You all have probably heard how I almost got set up at work, how fed up I was, and how f***ed up a certain somebody is. Well, here's the sequel.

Miss X was given (by yours truly) the heavy responsibility of obtaining a certain bank facilities agreement from the client. Such a daunting (sic) task typically involves, through a keen sense of observation, one to discern the following:-


1) Recognising which party issued the letter.
Through a series of inspections and an acute sense of smell, Miss X will pick out the relevant agreement by looking at the letterhead of the contract.

2) If the minute details within the bank facilities letter are consistent with the workings on our prior year working papers. Say, if our working papers say the loan period starts from 1st Jan, Miss X will then scrutinise, peruse and inspect the cheem loan agreement for that one golden line which says "Date of inception...1st Jan 20xx-31 Dec 20xx".

3) Agreeing the details to our current year working papers.
Transposing the details from the agreement to our working papers via the most complex computer program ever created in the history of mankind. Microsoft Excel.

4) Making a duplicate copy of the said agreement.
Her job requires her to operate a (gasp!!!) copier.

Sarcastic jokes aside, Miss X didn't know what loan agreement to copy because of the mere fact that there had been a minor typo in our prior year audit working papers as depicted below:-

Bank name: UOB (say)

__Data segment__:
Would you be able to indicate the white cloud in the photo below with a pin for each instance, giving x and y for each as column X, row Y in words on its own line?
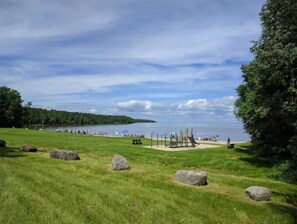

__Required work__:
**A.** According to the workplace post, which computer program is used to transfer details from the agreement to the current year working papers?
**B.** Transcribe everything in the workplace post from "2) If the minute" down to "name: UOB (say)".

__Answers__:
**A.** Microsoft Excel.

**B.**
2) If the minute details within the bank facilities letter are consistent with the workings on our prior year working papers. Say, if our working papers say the loan period starts from 1st Jan, Miss X will then scrutinise, peruse and inspect the cheem loan agreement for that one golden line which says "Date of inception...1st Jan 20xx-31 Dec 20xx".

3) Agreeing the details to our current year working papers.
Transposing the details from the agreement to our working papers via the most complex computer program ever created in the history of mankind. Microsoft Excel.

4) Making a duplicate copy of the said agreement.
Her job requires her to operate a (gasp!!!) copier.

Sarcastic jokes aside, Miss X didn't know what loan agreement to copy because of the mere fact that there had been a minor typo in our prior year audit working papers as depicted below:-

Bank name: UOB (say)